### ENTRIES SHOWN ###
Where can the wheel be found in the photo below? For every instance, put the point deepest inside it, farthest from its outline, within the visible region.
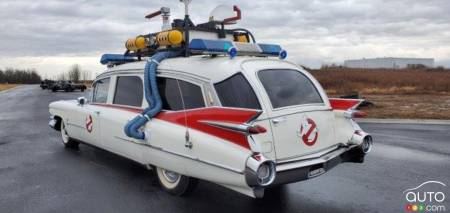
(67, 141)
(174, 183)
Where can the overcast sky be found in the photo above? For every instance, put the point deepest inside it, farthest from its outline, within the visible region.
(51, 35)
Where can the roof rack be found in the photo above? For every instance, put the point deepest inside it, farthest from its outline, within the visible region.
(210, 38)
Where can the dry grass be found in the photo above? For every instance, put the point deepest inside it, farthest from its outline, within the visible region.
(384, 81)
(7, 86)
(415, 94)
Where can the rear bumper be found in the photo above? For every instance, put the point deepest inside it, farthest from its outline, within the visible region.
(295, 171)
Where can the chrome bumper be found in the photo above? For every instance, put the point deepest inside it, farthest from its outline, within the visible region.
(294, 171)
(52, 122)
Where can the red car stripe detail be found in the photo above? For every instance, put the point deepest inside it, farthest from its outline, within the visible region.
(194, 117)
(125, 108)
(343, 104)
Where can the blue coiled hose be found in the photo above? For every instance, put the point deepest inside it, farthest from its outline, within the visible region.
(132, 128)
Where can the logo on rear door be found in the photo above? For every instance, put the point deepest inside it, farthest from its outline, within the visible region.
(308, 131)
(89, 124)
###
_INSTRUCTIONS TO FOLLOW_
Copy out verbatim the stretch of the entries from the line containing "Where can the red" through the last line of the entries.

_ANSWER FOR THIS EXERCISE_
Where can the red car stripe detail be found in the photo above? For every instance, put the point deepest inside it, farthest from its outline, within the visible region.
(194, 117)
(125, 108)
(343, 104)
Where can the blue coiled hose be found in the photo above? For every instance, put the point deepest inside it, farthest from its outline, within the visible region.
(132, 128)
Where can the logo on rear door be found in the photo above? For every instance, put the point deepest inside it, farthest from its outline, within the visible region.
(308, 131)
(89, 124)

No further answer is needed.